DO THIS:
Render the records below as a Markdown table with two columns, Row and Record. Number each line in Row, put its text in Record, and omit blank lines.

RECORDS FOR THIS EXERCISE:
* start *

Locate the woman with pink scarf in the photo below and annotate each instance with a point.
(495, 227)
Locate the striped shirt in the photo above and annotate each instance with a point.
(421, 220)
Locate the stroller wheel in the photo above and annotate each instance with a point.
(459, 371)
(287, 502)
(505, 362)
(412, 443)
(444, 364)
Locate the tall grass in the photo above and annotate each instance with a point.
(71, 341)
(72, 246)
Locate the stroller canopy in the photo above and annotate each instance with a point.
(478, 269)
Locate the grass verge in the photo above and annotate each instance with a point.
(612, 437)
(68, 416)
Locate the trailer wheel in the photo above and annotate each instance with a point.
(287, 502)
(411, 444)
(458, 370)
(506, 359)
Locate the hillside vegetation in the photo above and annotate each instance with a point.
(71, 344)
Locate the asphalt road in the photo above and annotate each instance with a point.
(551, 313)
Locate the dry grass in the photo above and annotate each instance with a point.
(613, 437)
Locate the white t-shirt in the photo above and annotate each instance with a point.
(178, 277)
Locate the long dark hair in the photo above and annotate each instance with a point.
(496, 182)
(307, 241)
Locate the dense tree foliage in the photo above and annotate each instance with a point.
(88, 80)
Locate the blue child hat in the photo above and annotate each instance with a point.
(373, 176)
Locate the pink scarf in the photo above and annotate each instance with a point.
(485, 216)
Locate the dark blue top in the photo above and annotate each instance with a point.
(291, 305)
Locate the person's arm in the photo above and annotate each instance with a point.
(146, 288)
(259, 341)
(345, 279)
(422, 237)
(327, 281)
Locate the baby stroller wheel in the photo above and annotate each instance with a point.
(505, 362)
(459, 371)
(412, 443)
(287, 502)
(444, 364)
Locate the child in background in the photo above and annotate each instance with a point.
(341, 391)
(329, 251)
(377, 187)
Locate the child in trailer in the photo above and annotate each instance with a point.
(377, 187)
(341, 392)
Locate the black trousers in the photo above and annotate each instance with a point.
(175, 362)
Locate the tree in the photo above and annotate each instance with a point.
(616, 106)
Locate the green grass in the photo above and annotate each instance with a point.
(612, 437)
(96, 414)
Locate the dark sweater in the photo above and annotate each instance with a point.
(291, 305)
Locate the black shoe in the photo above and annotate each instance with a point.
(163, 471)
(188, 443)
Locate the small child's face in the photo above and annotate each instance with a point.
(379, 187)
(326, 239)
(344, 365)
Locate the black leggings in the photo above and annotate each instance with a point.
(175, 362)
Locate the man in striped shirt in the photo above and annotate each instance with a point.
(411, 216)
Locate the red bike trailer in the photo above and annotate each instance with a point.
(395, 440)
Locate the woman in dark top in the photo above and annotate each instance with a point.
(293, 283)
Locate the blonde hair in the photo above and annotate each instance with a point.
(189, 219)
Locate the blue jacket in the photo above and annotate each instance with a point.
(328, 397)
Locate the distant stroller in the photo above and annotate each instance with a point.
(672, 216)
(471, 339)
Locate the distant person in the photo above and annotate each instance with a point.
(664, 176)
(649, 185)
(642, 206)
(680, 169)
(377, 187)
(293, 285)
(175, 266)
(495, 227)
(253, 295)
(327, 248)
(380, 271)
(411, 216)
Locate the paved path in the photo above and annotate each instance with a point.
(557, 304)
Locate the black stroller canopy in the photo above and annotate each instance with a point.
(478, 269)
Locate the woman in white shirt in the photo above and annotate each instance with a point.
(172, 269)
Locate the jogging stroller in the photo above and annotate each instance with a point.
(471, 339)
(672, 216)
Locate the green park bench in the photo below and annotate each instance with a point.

* end *

ANSWER TO THE PROBLEM:
| Row | Record |
|---|---|
| 1 | Locate the woman with pink scarf in the photo below and annotate each instance with a point. |
| 2 | (495, 227) |
| 3 | Locate the striped shirt in the photo above and annotate each instance with a point. |
| 4 | (421, 220) |
| 5 | Locate the stroller wheel in the photo above and annotate each instance with a point. |
| 6 | (459, 371) |
| 7 | (287, 502) |
| 8 | (505, 362) |
| 9 | (412, 443) |
| 10 | (444, 364) |
| 11 | Locate the tall grass in the photo above and annotate each instance with a point. |
| 12 | (71, 341) |
| 13 | (72, 246) |
| 14 | Locate the stroller canopy in the photo above and annotate each instance with a point. |
| 15 | (478, 269) |
| 16 | Locate the grass verge in the photo above and annotate each instance with a point. |
| 17 | (612, 437) |
| 18 | (68, 416) |
| 19 | Locate the trailer wheel in the photo above and annotate each instance with a point. |
| 20 | (287, 502) |
| 21 | (411, 444) |
| 22 | (458, 370) |
| 23 | (506, 359) |
| 24 | Locate the hillside vegetation in the photo above and annotate each instance with a point. |
| 25 | (71, 344) |
| 26 | Locate the asphalt road in the photo above and annotate each instance with a point. |
| 27 | (551, 313) |
| 28 | Locate the dry grass in the photo above and annotate each instance with a point. |
| 29 | (613, 437) |
| 30 | Locate the white t-shirt in the photo above and annotate each instance with a point. |
| 31 | (178, 277) |
| 32 | Locate the long dark hair in the photo above and annotate each instance with a point. |
| 33 | (496, 182) |
| 34 | (307, 241) |
| 35 | Locate the dense tree foliage in the photo above and annotate each instance with a point. |
| 36 | (88, 80) |
| 37 | Locate the blue child hat in the photo above and annotate each instance with a point. |
| 38 | (373, 176) |
| 39 | Locate the pink scarf in the photo above and annotate each instance with a point. |
| 40 | (485, 216) |
| 41 | Locate the dark blue top in the photo above and annotate each instance with a point. |
| 42 | (291, 305) |
| 43 | Locate the person's arm in the photo above and annotate each instance with a point. |
| 44 | (146, 288) |
| 45 | (259, 341) |
| 46 | (345, 279) |
| 47 | (422, 237) |
| 48 | (327, 281) |
| 49 | Locate the baby stroller wheel in the photo above and annotate each instance with a point. |
| 50 | (505, 362) |
| 51 | (459, 371) |
| 52 | (412, 443) |
| 53 | (287, 502) |
| 54 | (444, 364) |
| 55 | Locate the child in background in the photo above and annotate each instance with a point. |
| 56 | (341, 391) |
| 57 | (329, 251) |
| 58 | (377, 187) |
| 59 | Locate the child in trailer in the photo above and annotate each instance with a point. |
| 60 | (377, 187) |
| 61 | (341, 392) |
| 62 | Locate the black trousers in the photo above and annotate each instance with a point. |
| 63 | (175, 362) |
| 64 | Locate the tree in the photo above and annotate each instance with a point. |
| 65 | (616, 106) |
| 66 | Locate the green grass in the photo above and annotate each instance with a point. |
| 67 | (612, 437) |
| 68 | (96, 414) |
| 69 | Locate the dark sweater in the photo above and annotate each instance with a point. |
| 70 | (291, 305) |
| 71 | Locate the black shoe in the photo above and annotate each instance with a point. |
| 72 | (163, 471) |
| 73 | (188, 443) |
| 74 | Locate the small child's face in the photo above and annotate each instance with a point. |
| 75 | (379, 187) |
| 76 | (326, 239) |
| 77 | (344, 365) |
| 78 | Locate the black leggings in the photo above and annotate each instance with a point. |
| 79 | (175, 362) |
| 80 | Locate the man in striped shirt in the photo above and annotate each instance with a point. |
| 81 | (411, 216) |
| 82 | Locate the red bike trailer in the photo above and annotate each instance with a point. |
| 83 | (395, 440) |
| 84 | Locate the woman in dark top in the photo above and annotate each instance with a point. |
| 85 | (293, 283) |
| 86 | Locate the blonde hair in the photo above and annotate each instance with a point. |
| 87 | (189, 219) |
| 88 | Locate the blue jacket in the photo above and annotate each instance with a point. |
| 89 | (328, 397) |
| 90 | Locate the distant stroller in the photo above and annotate each instance with a point. |
| 91 | (672, 216) |
| 92 | (471, 339) |
| 93 | Locate the distant person in the photo above and annotate each instance with a point. |
| 94 | (664, 176) |
| 95 | (649, 185) |
| 96 | (642, 206) |
| 97 | (680, 169) |
| 98 | (377, 187) |
| 99 | (293, 285) |
| 100 | (175, 266) |
| 101 | (495, 227) |
| 102 | (253, 295) |
| 103 | (327, 248) |
| 104 | (380, 271) |
| 105 | (411, 216) |
| 106 | Locate the paved path in the photo above and annotate each instance with a point. |
| 107 | (557, 304) |
| 108 | Locate the black stroller canopy in the photo above and annotate each instance with a point. |
| 109 | (478, 269) |
| 110 | Locate the woman in white shirt in the photo above and annotate each instance with a point. |
| 111 | (172, 269) |
| 112 | Locate the jogging stroller in the photo above and annotate each instance with a point. |
| 113 | (471, 339) |
| 114 | (672, 216) |
| 115 | Locate the green park bench in the photo below and annotate each instance with a point. |